WHAT IS REQUIRED
An exact, complete copy of the data is all that is needed.
---------- DATASET
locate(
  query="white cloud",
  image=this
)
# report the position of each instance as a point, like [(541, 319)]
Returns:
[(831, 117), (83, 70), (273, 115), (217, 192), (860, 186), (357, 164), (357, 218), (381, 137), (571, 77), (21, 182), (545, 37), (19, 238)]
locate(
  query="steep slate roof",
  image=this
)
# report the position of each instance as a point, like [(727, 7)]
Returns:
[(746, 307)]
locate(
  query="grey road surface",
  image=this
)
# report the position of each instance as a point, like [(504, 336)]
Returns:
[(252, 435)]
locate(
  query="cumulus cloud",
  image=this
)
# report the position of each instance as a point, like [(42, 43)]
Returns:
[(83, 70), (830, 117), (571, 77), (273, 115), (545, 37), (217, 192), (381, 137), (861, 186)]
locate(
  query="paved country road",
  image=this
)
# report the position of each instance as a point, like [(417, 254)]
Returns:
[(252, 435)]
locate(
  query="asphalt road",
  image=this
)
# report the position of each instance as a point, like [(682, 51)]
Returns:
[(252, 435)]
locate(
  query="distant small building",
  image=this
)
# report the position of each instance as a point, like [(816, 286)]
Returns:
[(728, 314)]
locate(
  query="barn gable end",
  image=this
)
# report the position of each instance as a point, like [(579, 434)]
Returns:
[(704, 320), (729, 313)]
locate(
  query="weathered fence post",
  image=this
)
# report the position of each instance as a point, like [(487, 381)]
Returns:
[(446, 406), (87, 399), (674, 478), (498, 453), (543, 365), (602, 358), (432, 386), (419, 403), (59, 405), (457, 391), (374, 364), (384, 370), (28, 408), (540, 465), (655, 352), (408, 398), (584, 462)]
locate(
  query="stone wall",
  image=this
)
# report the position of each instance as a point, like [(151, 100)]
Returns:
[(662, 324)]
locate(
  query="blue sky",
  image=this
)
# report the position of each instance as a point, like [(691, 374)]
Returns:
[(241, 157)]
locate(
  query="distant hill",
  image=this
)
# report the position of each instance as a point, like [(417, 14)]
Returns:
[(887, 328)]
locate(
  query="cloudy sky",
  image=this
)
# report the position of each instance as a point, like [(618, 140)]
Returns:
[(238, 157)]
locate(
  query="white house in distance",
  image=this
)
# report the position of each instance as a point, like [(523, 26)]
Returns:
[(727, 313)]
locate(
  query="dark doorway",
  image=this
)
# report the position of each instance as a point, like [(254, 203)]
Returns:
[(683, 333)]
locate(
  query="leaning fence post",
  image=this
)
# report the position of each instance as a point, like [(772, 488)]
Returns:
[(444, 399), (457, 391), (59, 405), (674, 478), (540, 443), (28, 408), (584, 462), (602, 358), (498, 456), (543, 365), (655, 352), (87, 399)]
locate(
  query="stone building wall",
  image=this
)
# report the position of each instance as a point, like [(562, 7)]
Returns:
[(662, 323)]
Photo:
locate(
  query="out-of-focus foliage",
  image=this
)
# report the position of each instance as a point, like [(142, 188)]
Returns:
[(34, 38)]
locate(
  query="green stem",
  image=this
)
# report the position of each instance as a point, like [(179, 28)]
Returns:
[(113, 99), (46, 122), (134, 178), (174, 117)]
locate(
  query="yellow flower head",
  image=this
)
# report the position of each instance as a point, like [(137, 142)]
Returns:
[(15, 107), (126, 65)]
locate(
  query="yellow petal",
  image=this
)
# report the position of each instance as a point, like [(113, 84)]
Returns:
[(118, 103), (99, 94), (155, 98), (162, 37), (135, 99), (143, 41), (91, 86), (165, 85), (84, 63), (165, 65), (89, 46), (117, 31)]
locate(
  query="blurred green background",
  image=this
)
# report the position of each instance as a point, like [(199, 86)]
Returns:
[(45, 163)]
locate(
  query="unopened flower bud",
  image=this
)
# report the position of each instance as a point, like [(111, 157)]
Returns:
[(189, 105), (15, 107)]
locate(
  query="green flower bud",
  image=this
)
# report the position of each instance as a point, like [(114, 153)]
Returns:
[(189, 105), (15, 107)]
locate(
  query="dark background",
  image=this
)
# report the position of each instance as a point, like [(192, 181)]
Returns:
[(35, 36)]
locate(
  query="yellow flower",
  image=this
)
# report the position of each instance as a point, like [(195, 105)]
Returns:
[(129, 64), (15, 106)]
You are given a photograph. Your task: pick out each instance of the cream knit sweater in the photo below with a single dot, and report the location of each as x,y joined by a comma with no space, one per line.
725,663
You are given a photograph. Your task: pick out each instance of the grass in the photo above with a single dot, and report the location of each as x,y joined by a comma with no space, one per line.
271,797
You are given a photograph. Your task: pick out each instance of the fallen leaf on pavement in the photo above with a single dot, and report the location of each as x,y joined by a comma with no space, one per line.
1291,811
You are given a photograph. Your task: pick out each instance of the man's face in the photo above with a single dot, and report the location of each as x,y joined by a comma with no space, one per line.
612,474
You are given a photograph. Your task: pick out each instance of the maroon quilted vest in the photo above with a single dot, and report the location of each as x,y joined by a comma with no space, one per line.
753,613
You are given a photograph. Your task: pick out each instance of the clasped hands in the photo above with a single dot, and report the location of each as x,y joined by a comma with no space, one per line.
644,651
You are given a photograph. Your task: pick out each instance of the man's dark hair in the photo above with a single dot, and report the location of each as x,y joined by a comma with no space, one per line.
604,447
--------------------
WRITTEN RESPONSE
locate(
  query="white cloud",
  image=this
)
# report the position of each instance as a point, like [(541, 319)]
Returns:
[(831, 117), (83, 70), (273, 115), (217, 192), (860, 186), (357, 164), (357, 218), (381, 137), (571, 77), (21, 182), (545, 37), (19, 238)]
locate(
  query="steep slate roof",
  image=this
)
# report the position of each instance as a point, like [(727, 7)]
Returns:
[(746, 307)]
locate(
  query="grey road surface",
  image=this
)
# report the position of each instance as a point, like [(504, 336)]
Returns:
[(252, 435)]
locate(
  query="cumulus cloud",
  image=this
)
# report the position of each instance as a point, like [(42, 43)]
Returns:
[(83, 70), (830, 117), (571, 77), (273, 115), (545, 37), (217, 192), (381, 137), (861, 186)]
locate(
  query="paved country road",
  image=this
)
# report the position of each instance as a point, like [(417, 254)]
Returns:
[(252, 435)]
locate(
  query="asphalt road",
  image=this
)
# report the position of each instance as a point, like [(682, 51)]
Returns:
[(252, 435)]
locate(
  query="distant small building",
  image=this
)
# report the position of each instance as a point, like [(816, 286)]
Returns:
[(728, 314)]
locate(
  query="barn gable end",
  image=this
)
# report the position of each instance as a point, like [(579, 434)]
Returns:
[(704, 320), (729, 313)]
locate(
  query="weathered fence post",
  image=this
)
# report the position of each instance as a point, like [(487, 381)]
Returns:
[(446, 406), (87, 399), (674, 478), (498, 453), (543, 365), (602, 358), (432, 386), (419, 403), (59, 405), (457, 391), (374, 364), (384, 370), (28, 408), (540, 465), (655, 352), (408, 398), (584, 462)]
locate(
  query="stone wall",
  image=this
)
# report the position of each instance as a point, like [(151, 100)]
Returns:
[(662, 324)]
locate(
  query="blue sky",
  image=this
)
# report the position of each instance as a point, like [(691, 374)]
Returns:
[(241, 157)]
locate(
  query="distant hill",
  image=this
)
# report the position of each instance as a point, like [(417, 14)]
Returns:
[(887, 328)]
locate(
  query="cloudy sky",
  image=this
)
# report the position of each instance as a point, like [(618, 140)]
Returns:
[(238, 157)]
locate(
  query="white house in distance",
  image=this
)
# report the position of each instance as a point, like [(523, 26)]
Returns:
[(727, 313)]
locate(
  query="dark doorway",
  image=this
)
# report the position of each instance as a point, like [(254, 203)]
Returns:
[(683, 333)]
locate(
  query="leaning fence post",
  image=this
)
# report the position of each instance as a point, like [(772, 488)]
Returns:
[(444, 399), (457, 391), (59, 405), (674, 478), (540, 443), (28, 408), (584, 462), (602, 358), (498, 456), (543, 365), (655, 352), (87, 399)]
locate(
  query="stone building wall",
  image=this
)
# report the position of each instance as a point, like [(562, 7)]
Returns:
[(662, 323)]
Photo:
locate(
  query="out-of-focus foliage",
  image=this
)
# report the position of each instance as a point, like [(142, 188)]
Returns:
[(34, 38)]
locate(
  query="green stem",
  image=this
)
# report the position of each instance as a point, like [(179, 28)]
Returns:
[(113, 99), (46, 122), (134, 178), (174, 117)]
locate(
  query="yellow flower head",
  image=this
)
# report the position of each instance as a point, like [(137, 142)]
Returns:
[(15, 107), (126, 65)]
locate(
  query="yellow petal",
  image=this
)
# report the position of each instance as a point, like [(113, 84)]
Returns:
[(118, 103), (99, 94), (155, 98), (162, 37), (135, 99), (143, 41), (91, 86), (165, 85), (84, 63), (165, 65), (89, 46), (117, 31)]
locate(
  query="blurred green background",
  image=this
)
# report the position of each instance as a point, like [(199, 86)]
Returns:
[(45, 163)]
locate(
  query="unopened flower bud",
  image=this
)
# report the position of each instance as a point, like [(111, 157)]
Returns:
[(189, 105), (15, 107)]
locate(
  query="green flower bud",
  image=this
)
# report the position of each instance as a point, like [(114, 153)]
Returns:
[(189, 105), (15, 107)]
locate(
  query="dark background",
  image=this
)
# report the position of each instance as a point, like [(192, 181)]
Returns:
[(35, 36)]
locate(
  query="yellow flower",
  image=this
)
# report the position of each instance as a point, like [(195, 105)]
Returns:
[(129, 64), (15, 106)]
You are given a photograph. Your task: pick out each instance of the cream knit sweater in the photo below with a single dot, and report the location of each as x,y joined by a comma with no space, one per line.
725,663
You are given a photograph. Your task: pick out each instance of the grass in the photo above with a single dot, and report the location of each as x,y joined by a comma with no space, one per line.
271,797
You are given a photograph. Your task: pick out each instance of the fallen leaf on pavement in the photo above with a single dot, and report the location of each as x,y joined by a comma with no space, one per line.
1291,811
You are given a photograph. Your task: pick out each instance of the man's face in the photo above with a single dot, and report the location of each as x,y joined by a comma with no space, one per line.
612,474
You are given a photograph. Your task: pick out each instance of the maroon quilted vest in the photo above with a single dot, and report the location of each as x,y joined by a comma with no space, one per line.
753,613
You are given a photograph. Your task: pick out each instance of the clasped hands in the photo above with a single dot, and report the location of each as x,y joined by a comma with no space, one per line.
644,651
You are given a photograph. Your task: pick out each instance of the man's dark hair in the photo above with a single dot, and report the location of each as x,y joined by a comma with no space, one per line.
604,447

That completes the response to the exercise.